◆ Exercise brief ◆
The answer is every record that follows, printed exactly.

[Stored data entries]
Content starts

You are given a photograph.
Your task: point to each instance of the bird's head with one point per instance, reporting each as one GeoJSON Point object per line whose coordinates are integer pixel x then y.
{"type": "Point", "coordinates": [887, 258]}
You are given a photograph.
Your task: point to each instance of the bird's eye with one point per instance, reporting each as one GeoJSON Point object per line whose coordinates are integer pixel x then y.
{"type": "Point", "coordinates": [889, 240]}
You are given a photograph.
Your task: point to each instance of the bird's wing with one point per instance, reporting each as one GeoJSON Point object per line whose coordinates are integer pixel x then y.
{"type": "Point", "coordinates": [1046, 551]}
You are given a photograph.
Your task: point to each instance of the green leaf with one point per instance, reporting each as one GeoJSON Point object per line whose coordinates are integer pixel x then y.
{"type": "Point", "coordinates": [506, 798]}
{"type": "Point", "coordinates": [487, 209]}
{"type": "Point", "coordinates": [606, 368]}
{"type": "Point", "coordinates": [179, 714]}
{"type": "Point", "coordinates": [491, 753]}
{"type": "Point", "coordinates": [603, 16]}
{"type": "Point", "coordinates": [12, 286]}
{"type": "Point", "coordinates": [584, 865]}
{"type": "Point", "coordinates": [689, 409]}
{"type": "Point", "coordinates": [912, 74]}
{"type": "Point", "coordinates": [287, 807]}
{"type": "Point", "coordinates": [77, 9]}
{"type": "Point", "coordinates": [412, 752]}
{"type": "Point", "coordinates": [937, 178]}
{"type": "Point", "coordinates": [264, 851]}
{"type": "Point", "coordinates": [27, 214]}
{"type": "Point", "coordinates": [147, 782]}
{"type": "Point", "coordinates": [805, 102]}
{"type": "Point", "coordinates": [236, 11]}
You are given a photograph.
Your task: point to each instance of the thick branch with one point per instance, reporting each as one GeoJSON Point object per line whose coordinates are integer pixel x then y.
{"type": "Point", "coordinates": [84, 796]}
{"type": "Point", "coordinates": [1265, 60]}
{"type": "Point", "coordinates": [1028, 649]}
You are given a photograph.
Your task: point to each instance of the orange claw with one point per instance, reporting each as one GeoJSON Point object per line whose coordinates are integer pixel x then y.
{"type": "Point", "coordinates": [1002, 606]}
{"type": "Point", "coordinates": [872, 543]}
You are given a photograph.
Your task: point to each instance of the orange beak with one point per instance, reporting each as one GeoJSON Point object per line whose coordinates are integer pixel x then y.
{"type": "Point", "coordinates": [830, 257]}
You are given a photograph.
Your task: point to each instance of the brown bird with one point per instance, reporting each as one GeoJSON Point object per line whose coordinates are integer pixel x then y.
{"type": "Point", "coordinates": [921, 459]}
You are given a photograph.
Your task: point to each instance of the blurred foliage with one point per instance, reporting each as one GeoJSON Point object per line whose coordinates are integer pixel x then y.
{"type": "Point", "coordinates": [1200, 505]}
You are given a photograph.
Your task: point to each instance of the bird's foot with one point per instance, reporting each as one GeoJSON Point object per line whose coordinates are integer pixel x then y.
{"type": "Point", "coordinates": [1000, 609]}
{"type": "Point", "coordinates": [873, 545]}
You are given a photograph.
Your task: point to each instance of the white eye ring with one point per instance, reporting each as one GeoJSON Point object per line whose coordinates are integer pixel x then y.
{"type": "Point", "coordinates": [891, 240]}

Content ends

◆ Response box ◆
You are given a photograph.
Your task: point to each instance of the bird's head with one point per instance, reporting each as one GeoJSON Point object per line whose coordinates are integer pixel x then y.
{"type": "Point", "coordinates": [887, 258]}
You are given a photograph.
Your task: point to each instance of the bird's eye with one point per instance, reporting each as one GeoJSON Point object per line whose coordinates are integer pixel x then y.
{"type": "Point", "coordinates": [889, 240]}
You are given a photograph.
Your task: point to each instance of the bird's wing with one point per instance, reporting each as one GeoJSON Point object per line whose coordinates are integer pixel x then y.
{"type": "Point", "coordinates": [1046, 551]}
You are given a photograph.
Your task: point to each instance of the green leaf with one point per instance, reporting each as one GeoJSON Point object per line whose coordinates are integer pixel x then y.
{"type": "Point", "coordinates": [506, 798]}
{"type": "Point", "coordinates": [487, 209]}
{"type": "Point", "coordinates": [606, 368]}
{"type": "Point", "coordinates": [179, 714]}
{"type": "Point", "coordinates": [491, 753]}
{"type": "Point", "coordinates": [603, 16]}
{"type": "Point", "coordinates": [12, 286]}
{"type": "Point", "coordinates": [584, 865]}
{"type": "Point", "coordinates": [689, 409]}
{"type": "Point", "coordinates": [912, 74]}
{"type": "Point", "coordinates": [287, 807]}
{"type": "Point", "coordinates": [77, 9]}
{"type": "Point", "coordinates": [412, 752]}
{"type": "Point", "coordinates": [937, 178]}
{"type": "Point", "coordinates": [264, 851]}
{"type": "Point", "coordinates": [27, 214]}
{"type": "Point", "coordinates": [147, 782]}
{"type": "Point", "coordinates": [805, 102]}
{"type": "Point", "coordinates": [236, 11]}
You are given a photograph.
Your task: point to each instance of the thick branch with one point per instance, reporting each as one GeoJSON Point object per line whose coordinates are integer pixel x then y.
{"type": "Point", "coordinates": [84, 796]}
{"type": "Point", "coordinates": [1265, 60]}
{"type": "Point", "coordinates": [1028, 649]}
You are given a photograph.
Your task: point to each instance of the orange claw with one point per instance, reporting each as one GeoJSON Point object per line whose coordinates are integer pixel x then y.
{"type": "Point", "coordinates": [1002, 606]}
{"type": "Point", "coordinates": [872, 543]}
You are given a photograph.
Your task: point to each instance of the orange beak with one point per instance, reporting each as one GeoJSON Point object per line whose coordinates are integer pixel x then y.
{"type": "Point", "coordinates": [830, 257]}
You are given a photograph.
Your task: point to each instance of the brown bird with one point per instance, reporting each as one GeoJSON Point object per line whose coordinates are integer pixel x then y.
{"type": "Point", "coordinates": [921, 459]}
You are given a photograph.
Your task: point to each instance of the blurred foliage with one point per instance, reporting each as one GeoJSON Point object per line whose coordinates are integer pixel x then y.
{"type": "Point", "coordinates": [1200, 505]}
You are given a photograph.
Your task: point to each instance of the bird's foot with one point per instance, reporting each as one GeoJSON Point object per line whose coordinates are integer pixel x then y.
{"type": "Point", "coordinates": [1000, 609]}
{"type": "Point", "coordinates": [873, 545]}
You are given a photograph.
Your task: point to each instance of the white eye ring with one point per instance, reporting each as one GeoJSON Point object per line whose coordinates are integer pixel x then y.
{"type": "Point", "coordinates": [891, 240]}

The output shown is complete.